(Excerpts from a pointing dataset)
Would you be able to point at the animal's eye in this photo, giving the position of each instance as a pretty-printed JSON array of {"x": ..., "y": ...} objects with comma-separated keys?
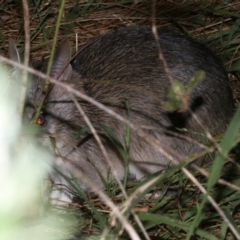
[{"x": 41, "y": 119}]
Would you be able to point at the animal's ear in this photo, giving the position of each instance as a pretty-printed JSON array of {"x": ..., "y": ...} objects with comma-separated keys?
[
  {"x": 61, "y": 68},
  {"x": 13, "y": 52}
]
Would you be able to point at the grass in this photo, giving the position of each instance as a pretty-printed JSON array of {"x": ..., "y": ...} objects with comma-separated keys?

- _Objective_: Retype every line above word for word, omitting the pictures.

- _Task result_:
Would you be able to point at the animal's eye in this photo, giving the position of each instance as a pretty-printed JSON array of {"x": ..., "y": ...} objects with comma-separated keys?
[{"x": 41, "y": 119}]
Would you be able to point at the animal's ear in this photo, giving the position of each instance as a pretty-printed JSON array of {"x": ..., "y": ...} objects with comma-separated keys?
[
  {"x": 61, "y": 68},
  {"x": 13, "y": 52}
]
Would you be able to point at the grass in this photo, giving the position of each instance as a pretty-printed JSON array of {"x": ..., "y": ...} objects with comma-separated keys?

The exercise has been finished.